## Set task
Return each line of the data below unchanged, leaving out the pictures.
START Records provided
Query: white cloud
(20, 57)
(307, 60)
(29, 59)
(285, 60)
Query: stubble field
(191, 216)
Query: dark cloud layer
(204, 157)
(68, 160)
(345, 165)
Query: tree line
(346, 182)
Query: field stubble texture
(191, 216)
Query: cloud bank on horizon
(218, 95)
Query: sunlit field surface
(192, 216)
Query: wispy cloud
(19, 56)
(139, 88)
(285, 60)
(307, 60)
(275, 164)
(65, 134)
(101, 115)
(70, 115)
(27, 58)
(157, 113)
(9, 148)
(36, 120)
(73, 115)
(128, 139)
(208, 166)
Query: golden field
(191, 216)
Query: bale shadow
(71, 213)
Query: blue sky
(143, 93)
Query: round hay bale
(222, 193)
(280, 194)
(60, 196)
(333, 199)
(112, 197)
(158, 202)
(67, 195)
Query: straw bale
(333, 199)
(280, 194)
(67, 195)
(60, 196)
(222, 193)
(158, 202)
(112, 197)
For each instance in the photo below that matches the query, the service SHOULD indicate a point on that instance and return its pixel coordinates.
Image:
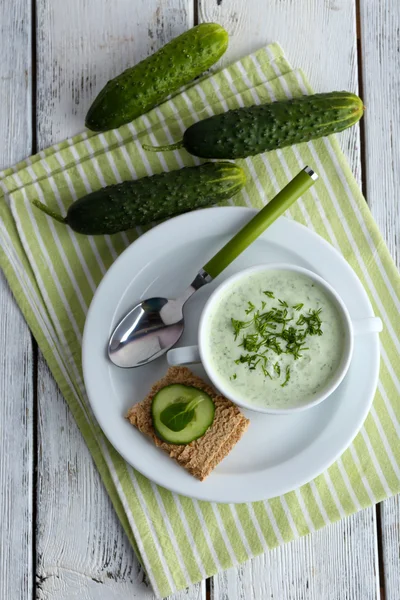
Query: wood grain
(321, 38)
(379, 25)
(16, 362)
(379, 33)
(82, 550)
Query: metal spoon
(153, 326)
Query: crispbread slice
(201, 456)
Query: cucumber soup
(275, 338)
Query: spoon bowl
(149, 330)
(153, 326)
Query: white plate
(277, 453)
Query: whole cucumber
(145, 85)
(140, 202)
(248, 131)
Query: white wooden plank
(390, 522)
(379, 28)
(379, 25)
(321, 39)
(82, 550)
(16, 373)
(329, 565)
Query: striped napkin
(54, 274)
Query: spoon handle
(263, 219)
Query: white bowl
(191, 354)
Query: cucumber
(140, 88)
(248, 131)
(181, 413)
(131, 203)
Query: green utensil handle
(263, 219)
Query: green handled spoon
(153, 326)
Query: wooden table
(59, 536)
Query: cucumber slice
(192, 415)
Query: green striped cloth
(54, 274)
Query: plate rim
(154, 476)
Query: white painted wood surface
(379, 29)
(16, 361)
(81, 549)
(329, 58)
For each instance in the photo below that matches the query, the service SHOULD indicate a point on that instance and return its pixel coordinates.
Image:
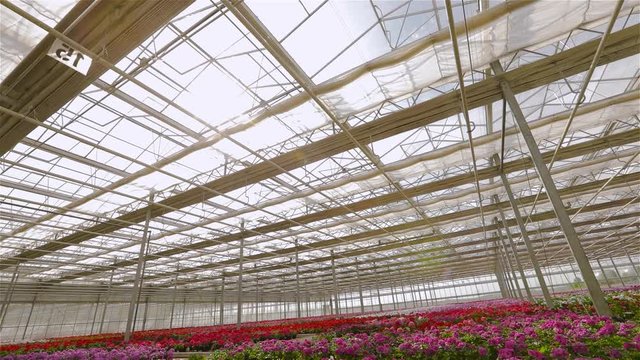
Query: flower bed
(503, 329)
(134, 352)
(624, 303)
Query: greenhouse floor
(502, 329)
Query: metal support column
(106, 301)
(514, 249)
(633, 266)
(257, 291)
(146, 311)
(426, 295)
(95, 315)
(525, 236)
(580, 256)
(616, 269)
(298, 308)
(26, 326)
(359, 287)
(335, 284)
(9, 295)
(604, 273)
(504, 291)
(240, 270)
(509, 264)
(175, 293)
(137, 282)
(377, 276)
(222, 302)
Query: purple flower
(559, 353)
(580, 348)
(536, 354)
(482, 351)
(615, 354)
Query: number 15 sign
(69, 56)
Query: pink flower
(559, 353)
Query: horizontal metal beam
(620, 45)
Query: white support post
(359, 286)
(240, 270)
(9, 295)
(514, 250)
(137, 282)
(175, 293)
(616, 269)
(597, 296)
(222, 302)
(26, 326)
(298, 305)
(633, 266)
(604, 273)
(106, 301)
(335, 284)
(509, 264)
(524, 235)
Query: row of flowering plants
(133, 352)
(547, 334)
(504, 329)
(624, 302)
END Records provided
## Reply
Query: white cloud
(20, 57)
(307, 60)
(29, 59)
(285, 60)
Query: stubble field
(191, 216)
Query: dark cloud layer
(204, 157)
(68, 160)
(345, 165)
Query: tree line
(346, 182)
Query: field stubble texture
(191, 216)
Query: cloud bank on horizon
(218, 95)
Query: sunlit field surface
(192, 216)
Query: wispy cloud
(19, 56)
(139, 88)
(285, 60)
(307, 60)
(275, 164)
(65, 134)
(101, 115)
(70, 115)
(27, 58)
(157, 113)
(9, 148)
(36, 120)
(73, 115)
(128, 139)
(208, 166)
Query: golden field
(191, 216)
Query: bale shadow
(71, 213)
Query: blue sky
(143, 93)
Query: round hay bale
(222, 193)
(280, 194)
(60, 196)
(333, 199)
(112, 197)
(158, 202)
(67, 195)
Query: straw bale
(333, 199)
(280, 194)
(67, 195)
(60, 196)
(222, 193)
(158, 202)
(112, 197)
For each instance in the photo below that matches the query, the service SHOULD indicate a point on that instance and return its pixel coordinates.
Image:
Query: wood grain
(321, 38)
(379, 25)
(16, 362)
(379, 33)
(82, 550)
Query: metal spoon
(153, 326)
Query: crispbread slice
(201, 456)
Query: cucumber soup
(275, 338)
Query: spoon bowl
(149, 330)
(153, 326)
Query: white plate
(277, 453)
Query: whole cucumber
(145, 85)
(140, 202)
(248, 131)
Query: white wooden plank
(390, 522)
(379, 28)
(379, 25)
(321, 39)
(82, 550)
(16, 373)
(329, 565)
Query: striped napkin
(54, 274)
Query: spoon handle
(263, 219)
Query: white bowl
(191, 354)
Query: cucumber
(140, 88)
(248, 131)
(181, 413)
(131, 203)
Query: green utensil handle
(263, 219)
Query: green handled spoon
(153, 326)
Query: wooden table
(59, 536)
Query: cucumber slice
(192, 415)
Query: green striped cloth
(54, 274)
Query: plate rim
(154, 476)
Query: white painted wood surface
(379, 29)
(16, 361)
(81, 549)
(329, 58)
For each instance in the photo below that matches the query, the service SHOULD indicate a point on that instance and return its pixel coordinates.
Image:
Query: flower bed
(503, 329)
(134, 352)
(624, 303)
Query: greenhouse floor
(502, 329)
Query: metal support column
(106, 301)
(514, 249)
(633, 266)
(257, 291)
(146, 311)
(426, 295)
(95, 315)
(525, 236)
(580, 256)
(616, 269)
(298, 308)
(26, 326)
(359, 287)
(335, 284)
(9, 295)
(604, 273)
(504, 291)
(240, 270)
(509, 264)
(175, 293)
(137, 282)
(377, 276)
(222, 302)
Query: purple flower
(559, 353)
(580, 348)
(536, 354)
(482, 351)
(615, 354)
Query: number 15 sign
(69, 56)
Query: pink flower
(559, 353)
Query: horizontal metal beam
(620, 45)
Query: white support post
(359, 286)
(240, 270)
(9, 295)
(514, 250)
(137, 282)
(175, 293)
(616, 269)
(597, 296)
(222, 302)
(26, 326)
(298, 305)
(633, 266)
(604, 273)
(106, 301)
(335, 284)
(509, 264)
(524, 235)
Query: row of flowering plants
(133, 352)
(547, 334)
(504, 329)
(624, 302)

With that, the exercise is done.